• TASK:
Reproduce the lines below exactly. Skip images.

• RECORD EXCERPTS:
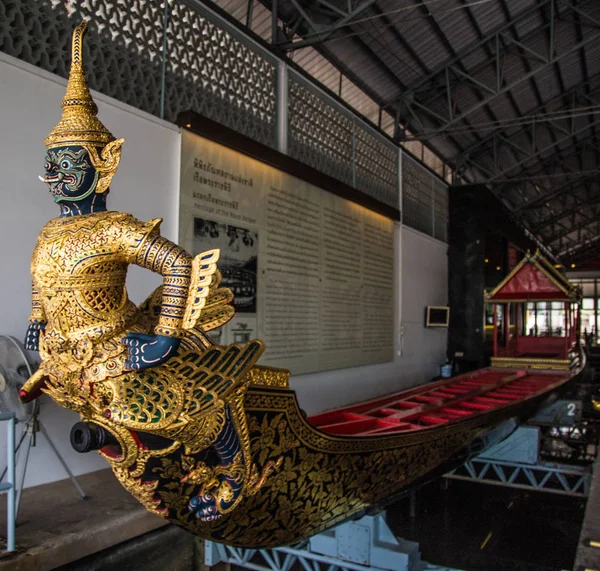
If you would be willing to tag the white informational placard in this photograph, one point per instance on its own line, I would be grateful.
(312, 273)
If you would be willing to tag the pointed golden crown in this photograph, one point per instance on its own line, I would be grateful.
(79, 124)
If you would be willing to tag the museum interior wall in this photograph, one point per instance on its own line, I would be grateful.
(147, 185)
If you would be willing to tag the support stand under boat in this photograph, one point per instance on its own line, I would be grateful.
(361, 545)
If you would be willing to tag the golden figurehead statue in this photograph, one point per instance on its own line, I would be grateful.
(147, 382)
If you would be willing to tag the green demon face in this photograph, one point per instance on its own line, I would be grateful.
(70, 174)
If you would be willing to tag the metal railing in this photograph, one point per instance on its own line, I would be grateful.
(165, 57)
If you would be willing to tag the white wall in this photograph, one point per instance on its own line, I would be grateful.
(146, 185)
(421, 279)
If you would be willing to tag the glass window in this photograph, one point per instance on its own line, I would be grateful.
(587, 303)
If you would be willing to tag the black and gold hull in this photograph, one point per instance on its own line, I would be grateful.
(321, 479)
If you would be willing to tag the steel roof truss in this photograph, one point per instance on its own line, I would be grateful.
(498, 86)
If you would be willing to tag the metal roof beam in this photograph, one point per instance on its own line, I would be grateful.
(576, 228)
(581, 251)
(555, 192)
(322, 33)
(569, 137)
(595, 199)
(539, 116)
(498, 86)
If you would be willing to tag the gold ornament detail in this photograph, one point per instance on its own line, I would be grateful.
(79, 124)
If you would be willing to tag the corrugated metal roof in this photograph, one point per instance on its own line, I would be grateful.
(525, 122)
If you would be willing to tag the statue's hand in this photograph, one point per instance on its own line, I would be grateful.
(32, 337)
(144, 351)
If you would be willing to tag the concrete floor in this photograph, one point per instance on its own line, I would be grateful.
(57, 527)
(481, 527)
(468, 526)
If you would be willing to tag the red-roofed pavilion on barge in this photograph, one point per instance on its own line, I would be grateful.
(531, 344)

• WRITTEN SOLUTION:
If you would be willing to tag the white informational placard in this photograph, one point per instance on its own line, I would be grateful.
(312, 273)
If you would be willing to tag the pointed golden crown in this photograph, one point per instance on its own line, I would be grateful.
(79, 124)
If you would be willing to tag the museum interior wall in this photograph, one point per instance on its own line, I would be grateful.
(147, 185)
If you would be willing to tag the support stand under boat in this photograph, one point per instance on its own line, I would be grateful.
(361, 545)
If you would be willing to tag the golden figurehead statue in this photograph, one point per instance on its own line, I would be grateful.
(147, 382)
If you would be willing to tag the green demon face in this photograph, one point per instance on its own line, I would be grateful.
(70, 174)
If you would be willing to tag the metal railing in this photograph, one point per instance on its own line, I would be grateful.
(165, 57)
If you would be willing to tag the white wall in this photograph, one point per instance on its own line, I would be grateful.
(146, 185)
(421, 279)
If you would be willing to tag the glass window in this photograph, one point per instance on its own line, I would be grateful.
(587, 303)
If you would be willing to tag the black and gold hull in this photograph, one point per instance on its own line, I would be grateful.
(321, 479)
If you would be willing to tag the steel roof truss in this photograph, one point per instance on its own line, I would be grateful.
(498, 86)
If you would be willing to tag the metal roof beam in this photograph, one point per instance on its own line, I would be grateful.
(576, 228)
(581, 251)
(555, 192)
(322, 33)
(569, 137)
(595, 199)
(539, 116)
(498, 86)
If you would be willing to tag the gold ornament detail in this photograph, one point per instance on its own line, I would be grateful.
(79, 124)
If you would be willing to tag the corrugated metal roof in this photograph, one point per instance on its own line, I would be grateful.
(525, 122)
If you would be willing to tag the statue's hand in this photograph, one point per instance on its own line, I would be grateful.
(32, 337)
(144, 351)
If you would be willing to tag the concrete floor in this photograph, one point per instance on its own line, I would be grateful.
(57, 527)
(481, 527)
(468, 526)
If you would be willing to tag the red-roofed pavilion on barge in this photograph, one point per instance on its own line, I would be grateful.
(531, 344)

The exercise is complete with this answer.